## WHAT YOU HAVE TO DO
Copy the listing below line for line with no changes, and leave out the pictures.

## MATERIAL
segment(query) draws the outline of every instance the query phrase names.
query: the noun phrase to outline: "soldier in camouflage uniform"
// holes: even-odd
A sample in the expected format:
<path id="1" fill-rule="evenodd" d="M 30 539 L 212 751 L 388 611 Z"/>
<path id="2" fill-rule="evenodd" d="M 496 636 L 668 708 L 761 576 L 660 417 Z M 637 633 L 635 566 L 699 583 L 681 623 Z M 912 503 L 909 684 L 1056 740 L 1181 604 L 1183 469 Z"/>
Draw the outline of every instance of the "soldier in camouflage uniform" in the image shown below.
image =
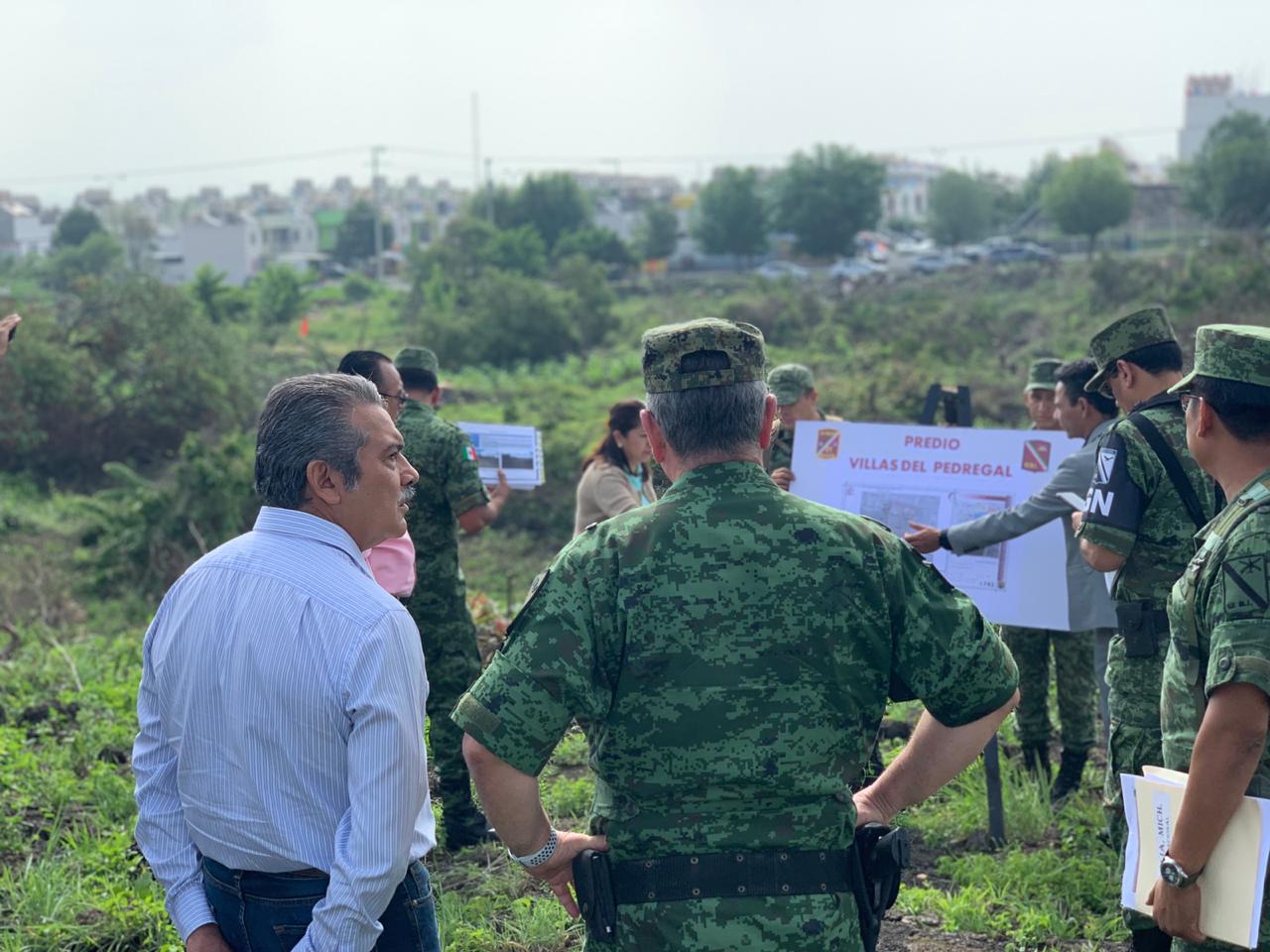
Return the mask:
<path id="1" fill-rule="evenodd" d="M 1111 740 L 1104 803 L 1113 844 L 1124 854 L 1128 833 L 1120 774 L 1158 764 L 1160 683 L 1168 635 L 1167 600 L 1195 555 L 1195 532 L 1218 509 L 1213 480 L 1186 448 L 1176 393 L 1181 348 L 1158 307 L 1121 317 L 1090 341 L 1099 373 L 1086 390 L 1111 391 L 1129 415 L 1104 434 L 1078 519 L 1081 553 L 1099 571 L 1116 572 L 1119 633 L 1107 652 Z M 1154 443 L 1154 446 L 1153 446 Z M 1134 948 L 1167 949 L 1168 935 L 1138 913 L 1125 913 Z"/>
<path id="2" fill-rule="evenodd" d="M 570 859 L 608 848 L 620 949 L 859 952 L 855 897 L 815 863 L 846 869 L 855 828 L 955 776 L 1017 698 L 992 626 L 907 543 L 767 477 L 762 369 L 747 324 L 644 335 L 644 428 L 673 485 L 561 551 L 453 715 L 503 842 L 570 911 Z M 927 712 L 852 797 L 888 694 Z M 575 718 L 591 836 L 551 829 L 536 779 Z M 721 872 L 677 895 L 698 861 Z"/>
<path id="3" fill-rule="evenodd" d="M 1050 800 L 1055 803 L 1080 787 L 1086 757 L 1093 746 L 1093 706 L 1097 697 L 1093 646 L 1100 635 L 1110 637 L 1115 626 L 1115 608 L 1107 595 L 1106 581 L 1081 557 L 1080 545 L 1067 524 L 1072 506 L 1062 498 L 1063 494 L 1085 493 L 1093 475 L 1099 438 L 1110 429 L 1115 418 L 1115 404 L 1110 397 L 1083 391 L 1085 382 L 1093 376 L 1095 369 L 1092 360 L 1074 360 L 1057 367 L 1050 360 L 1033 364 L 1029 387 L 1054 387 L 1055 393 L 1046 401 L 1055 407 L 1052 410 L 1054 419 L 1068 437 L 1085 440 L 1081 449 L 1058 466 L 1044 489 L 1010 509 L 988 513 L 942 531 L 909 523 L 914 532 L 904 536 L 918 552 L 933 552 L 944 547 L 955 555 L 964 555 L 1017 538 L 1054 519 L 1062 520 L 1067 548 L 1071 630 L 1002 628 L 1003 632 L 1010 632 L 1006 644 L 1019 664 L 1020 699 L 1015 722 L 1024 749 L 1024 762 L 1033 772 L 1044 768 L 1046 774 L 1050 736 L 1049 652 L 1052 645 L 1054 649 L 1054 682 L 1063 740 L 1062 767 L 1050 788 Z M 1062 396 L 1057 396 L 1059 388 Z"/>
<path id="4" fill-rule="evenodd" d="M 458 528 L 479 532 L 491 523 L 509 490 L 502 473 L 493 495 L 485 490 L 467 434 L 437 415 L 437 355 L 408 347 L 394 363 L 409 397 L 398 429 L 406 458 L 419 461 L 419 485 L 406 514 L 417 583 L 405 607 L 419 626 L 428 668 L 431 763 L 437 769 L 446 848 L 458 849 L 485 838 L 488 829 L 472 803 L 462 731 L 447 716 L 480 675 L 476 626 L 467 611 L 467 586 L 458 567 Z"/>
<path id="5" fill-rule="evenodd" d="M 1168 599 L 1165 765 L 1190 779 L 1152 899 L 1156 922 L 1185 941 L 1175 948 L 1194 949 L 1212 894 L 1193 878 L 1240 797 L 1270 796 L 1270 330 L 1200 327 L 1195 371 L 1172 392 L 1184 395 L 1193 456 L 1232 500 L 1196 536 Z M 1270 899 L 1259 938 L 1270 951 Z"/>
<path id="6" fill-rule="evenodd" d="M 839 420 L 829 416 L 818 406 L 815 377 L 800 363 L 782 363 L 767 374 L 767 387 L 776 397 L 780 414 L 780 429 L 772 437 L 771 444 L 763 452 L 763 468 L 771 473 L 776 485 L 789 489 L 794 481 L 790 466 L 794 463 L 794 424 L 799 420 Z"/>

## EXERCISE RESPONSE
segment(query) draws the outline of every instance the query phrase names.
query: the noun phrase to outline: "soldier in camouflage uniform"
// holes: even-odd
A sample in the expected format:
<path id="1" fill-rule="evenodd" d="M 30 539 L 212 751 L 388 611 Z"/>
<path id="2" fill-rule="evenodd" d="M 496 636 L 668 708 L 761 576 L 660 417 Z M 637 633 L 635 566 L 699 583 L 681 623 Z M 912 503 L 909 684 L 1056 740 L 1181 604 L 1183 469 Z"/>
Draw the outline of every instance of the "soldier in camouflage uniform" in the image shown below.
image =
Return the mask:
<path id="1" fill-rule="evenodd" d="M 1111 740 L 1104 803 L 1113 844 L 1124 854 L 1128 833 L 1120 774 L 1158 764 L 1160 683 L 1168 635 L 1167 600 L 1195 555 L 1195 532 L 1218 509 L 1213 480 L 1186 448 L 1176 393 L 1181 348 L 1158 307 L 1121 317 L 1090 341 L 1099 373 L 1086 390 L 1111 391 L 1129 415 L 1104 434 L 1078 519 L 1081 553 L 1099 571 L 1116 572 L 1119 633 L 1107 652 Z M 1154 443 L 1154 446 L 1153 446 Z M 1134 948 L 1167 949 L 1168 935 L 1138 913 L 1125 913 Z"/>
<path id="2" fill-rule="evenodd" d="M 570 859 L 608 848 L 620 949 L 859 952 L 855 897 L 815 863 L 846 869 L 855 828 L 955 776 L 1017 698 L 992 626 L 907 543 L 767 477 L 762 369 L 747 324 L 644 335 L 644 428 L 673 485 L 561 551 L 453 715 L 503 842 L 570 911 Z M 927 712 L 852 797 L 888 694 Z M 575 718 L 591 836 L 551 829 L 536 779 Z M 721 872 L 677 895 L 698 861 Z"/>
<path id="3" fill-rule="evenodd" d="M 1050 800 L 1055 803 L 1080 787 L 1086 757 L 1093 746 L 1093 706 L 1097 697 L 1093 646 L 1100 635 L 1110 637 L 1115 626 L 1115 608 L 1107 595 L 1106 581 L 1081 557 L 1080 545 L 1067 524 L 1072 506 L 1062 498 L 1063 494 L 1085 493 L 1093 475 L 1099 438 L 1110 429 L 1115 418 L 1115 404 L 1110 397 L 1083 391 L 1085 382 L 1093 376 L 1095 369 L 1092 360 L 1074 360 L 1057 367 L 1050 360 L 1033 364 L 1029 387 L 1054 387 L 1055 393 L 1046 401 L 1055 407 L 1052 410 L 1054 419 L 1068 437 L 1085 440 L 1081 449 L 1058 466 L 1044 489 L 1010 509 L 988 513 L 942 531 L 909 523 L 914 532 L 904 536 L 918 552 L 933 552 L 944 547 L 955 555 L 964 555 L 1017 538 L 1054 519 L 1062 520 L 1067 548 L 1071 630 L 1002 628 L 1003 632 L 1010 632 L 1006 644 L 1019 664 L 1020 699 L 1015 722 L 1024 749 L 1024 762 L 1033 772 L 1044 768 L 1046 774 L 1050 736 L 1049 652 L 1052 645 L 1054 649 L 1054 682 L 1063 740 L 1062 767 L 1050 788 Z M 1062 396 L 1057 396 L 1059 388 Z"/>
<path id="4" fill-rule="evenodd" d="M 458 528 L 479 532 L 491 523 L 509 490 L 502 473 L 493 495 L 485 490 L 467 434 L 437 415 L 437 355 L 408 347 L 394 363 L 409 397 L 398 429 L 406 458 L 419 461 L 419 485 L 406 514 L 417 583 L 405 607 L 419 626 L 428 668 L 431 763 L 437 769 L 446 848 L 458 849 L 485 838 L 488 829 L 472 803 L 462 731 L 447 716 L 480 675 L 476 626 L 467 611 L 467 586 L 458 567 Z"/>
<path id="5" fill-rule="evenodd" d="M 1168 599 L 1165 765 L 1190 779 L 1152 899 L 1156 922 L 1185 941 L 1175 948 L 1194 949 L 1212 894 L 1193 878 L 1240 797 L 1270 796 L 1270 330 L 1200 327 L 1195 371 L 1172 392 L 1184 395 L 1193 456 L 1232 500 L 1196 536 Z M 1270 899 L 1259 938 L 1270 951 Z"/>
<path id="6" fill-rule="evenodd" d="M 839 420 L 829 416 L 818 406 L 815 377 L 800 363 L 782 363 L 767 374 L 767 387 L 776 397 L 780 414 L 780 429 L 772 437 L 771 444 L 763 452 L 763 468 L 771 473 L 776 485 L 789 489 L 794 481 L 790 466 L 794 463 L 794 424 L 799 420 Z"/>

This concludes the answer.